Texto fornecido –
....
A decisão sobre Jerusalém pode ter sido o preâmbulo para um plano de paz que está sendo desenhado a ser apresentado no início de 2018. Diantes dos recentes eventos, são altas as chances de a administração Trump ficar marcada por escamotear a colonização israelense dos territórios palestinos como seu novo truque dentro do processo de paz.
O louco, a razão e a paz
A grande maioria dos artigos que tentam compreender o significado do reconhecimento dos EUA de Jerusalém como a capital oficial de Israel trazem, na prática, pouco material para a reflexão e reforçam discursos que de alguma forma buscam enquadrar Trump como um ator irracional. O colunista da Folha de S. Paulo Clóvis Rossi disse que Trump estaria incendiando o conflito entre israelenses e palestinos sem nenhuma razão aparente. Outras explicações se voltam para o lobby israelense como fator decisivo na política externa do EUA.
Em Israel, essa é uma reivindicação bastante antiga, que data do período em que os israelenses anexaram a parcela oriental de Jerusalém após a sua conquista na Guerra dos Seis Dias, em 1967. Quando Israel definiu a expansão dos limites da cidade sob seu controle, incluindo a quase totalidade da região do que seria Jerusalém Oriental. A partir de então, instituiu políticas de zoneamento, para poder controlar as ações dos palestinos em temas de construção, levando adiante uma política de demolição de casas.
....
Tarefa A –
Segundo o texto sobre Jerusalém, em que guerra Israel conquistou a parte oriental da cidade?
Tarefa B –
Transcreva, do texto sobre Jerusalém, tudo o que vai desde "O louco, a razão" até "externa do EUA.".
Os dados não têm nenhum papel aqui.
....
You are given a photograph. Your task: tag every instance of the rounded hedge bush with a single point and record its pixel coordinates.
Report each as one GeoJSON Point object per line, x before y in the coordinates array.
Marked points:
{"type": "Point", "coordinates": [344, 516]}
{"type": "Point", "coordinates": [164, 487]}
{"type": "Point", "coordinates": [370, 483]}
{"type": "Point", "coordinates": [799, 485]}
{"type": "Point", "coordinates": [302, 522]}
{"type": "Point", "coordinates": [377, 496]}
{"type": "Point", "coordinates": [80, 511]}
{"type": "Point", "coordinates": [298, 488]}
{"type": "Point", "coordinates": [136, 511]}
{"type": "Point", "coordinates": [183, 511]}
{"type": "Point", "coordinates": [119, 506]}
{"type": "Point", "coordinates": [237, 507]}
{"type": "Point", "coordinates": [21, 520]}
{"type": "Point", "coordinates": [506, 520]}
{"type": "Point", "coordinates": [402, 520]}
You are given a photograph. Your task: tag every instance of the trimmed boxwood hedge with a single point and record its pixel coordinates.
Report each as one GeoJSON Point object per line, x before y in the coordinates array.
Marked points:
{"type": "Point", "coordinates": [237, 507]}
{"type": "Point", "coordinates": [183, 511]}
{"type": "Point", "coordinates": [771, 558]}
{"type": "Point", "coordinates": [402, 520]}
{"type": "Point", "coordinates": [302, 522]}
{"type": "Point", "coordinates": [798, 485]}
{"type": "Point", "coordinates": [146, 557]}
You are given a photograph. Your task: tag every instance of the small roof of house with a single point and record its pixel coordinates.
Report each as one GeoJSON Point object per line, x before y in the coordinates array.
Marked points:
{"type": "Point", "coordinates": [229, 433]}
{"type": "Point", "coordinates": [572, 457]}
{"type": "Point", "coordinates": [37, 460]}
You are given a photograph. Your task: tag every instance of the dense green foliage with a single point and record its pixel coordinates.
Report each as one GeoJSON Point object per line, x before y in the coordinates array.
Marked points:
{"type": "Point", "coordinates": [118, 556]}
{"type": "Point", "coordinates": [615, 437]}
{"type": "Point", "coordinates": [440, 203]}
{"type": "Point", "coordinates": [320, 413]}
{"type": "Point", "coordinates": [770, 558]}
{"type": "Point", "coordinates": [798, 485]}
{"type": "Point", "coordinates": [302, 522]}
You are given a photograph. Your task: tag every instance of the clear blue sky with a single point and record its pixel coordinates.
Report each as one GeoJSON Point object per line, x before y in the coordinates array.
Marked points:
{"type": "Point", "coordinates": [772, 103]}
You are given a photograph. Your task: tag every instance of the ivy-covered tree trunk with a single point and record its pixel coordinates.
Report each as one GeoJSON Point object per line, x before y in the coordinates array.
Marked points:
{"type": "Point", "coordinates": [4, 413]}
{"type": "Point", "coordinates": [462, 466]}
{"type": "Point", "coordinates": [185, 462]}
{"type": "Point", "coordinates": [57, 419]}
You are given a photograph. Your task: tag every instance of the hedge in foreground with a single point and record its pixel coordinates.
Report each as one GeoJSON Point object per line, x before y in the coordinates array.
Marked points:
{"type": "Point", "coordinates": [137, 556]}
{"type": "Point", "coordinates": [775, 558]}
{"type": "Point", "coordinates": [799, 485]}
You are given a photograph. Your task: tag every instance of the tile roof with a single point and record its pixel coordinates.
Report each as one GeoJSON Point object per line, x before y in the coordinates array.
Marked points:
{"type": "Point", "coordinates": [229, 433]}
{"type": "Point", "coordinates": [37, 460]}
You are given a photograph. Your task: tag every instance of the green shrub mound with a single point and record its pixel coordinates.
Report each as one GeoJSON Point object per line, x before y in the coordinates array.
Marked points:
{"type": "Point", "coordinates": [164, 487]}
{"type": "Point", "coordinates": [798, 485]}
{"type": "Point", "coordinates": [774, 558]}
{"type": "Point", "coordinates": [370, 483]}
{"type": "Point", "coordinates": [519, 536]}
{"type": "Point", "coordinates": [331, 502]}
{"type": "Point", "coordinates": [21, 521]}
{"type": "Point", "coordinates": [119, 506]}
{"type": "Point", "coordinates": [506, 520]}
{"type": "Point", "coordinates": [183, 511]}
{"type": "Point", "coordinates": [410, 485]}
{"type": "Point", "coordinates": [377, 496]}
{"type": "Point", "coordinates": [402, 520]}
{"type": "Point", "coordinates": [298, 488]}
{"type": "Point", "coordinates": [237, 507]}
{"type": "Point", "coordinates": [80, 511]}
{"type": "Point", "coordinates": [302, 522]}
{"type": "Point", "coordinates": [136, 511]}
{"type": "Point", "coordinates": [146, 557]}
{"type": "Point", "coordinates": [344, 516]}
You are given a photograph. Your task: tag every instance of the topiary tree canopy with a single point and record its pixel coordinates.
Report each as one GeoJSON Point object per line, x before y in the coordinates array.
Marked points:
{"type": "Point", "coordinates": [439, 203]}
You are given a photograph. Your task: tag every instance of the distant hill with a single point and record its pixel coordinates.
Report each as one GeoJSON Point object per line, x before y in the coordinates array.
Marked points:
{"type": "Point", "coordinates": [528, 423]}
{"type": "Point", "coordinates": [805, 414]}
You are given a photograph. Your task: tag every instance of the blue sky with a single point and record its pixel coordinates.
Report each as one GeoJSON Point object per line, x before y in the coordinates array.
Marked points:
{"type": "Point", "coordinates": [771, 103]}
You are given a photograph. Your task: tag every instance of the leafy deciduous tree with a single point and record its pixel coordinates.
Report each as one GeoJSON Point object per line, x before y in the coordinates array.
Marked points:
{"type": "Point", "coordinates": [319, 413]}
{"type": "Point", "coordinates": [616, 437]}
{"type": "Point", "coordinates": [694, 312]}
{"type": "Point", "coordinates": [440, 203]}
....
Resposta completa A –
Na Guerra dos Seis Dias, em 1967.

Resposta completa B –
O louco, a razão e a paz
A grande maioria dos artigos que tentam compreender o significado do reconhecimento dos EUA de Jerusalém como a capital oficial de Israel trazem, na prática, pouco material para a reflexão e reforçam discursos que de alguma forma buscam enquadrar Trump como um ator irracional. O colunista da Folha de S. Paulo Clóvis Rossi disse que Trump estaria incendiando o conflito entre israelenses e palestinos sem nenhuma razão aparente. Outras explicações se voltam para o lobby israelense como fator decisivo na política externa do EUA.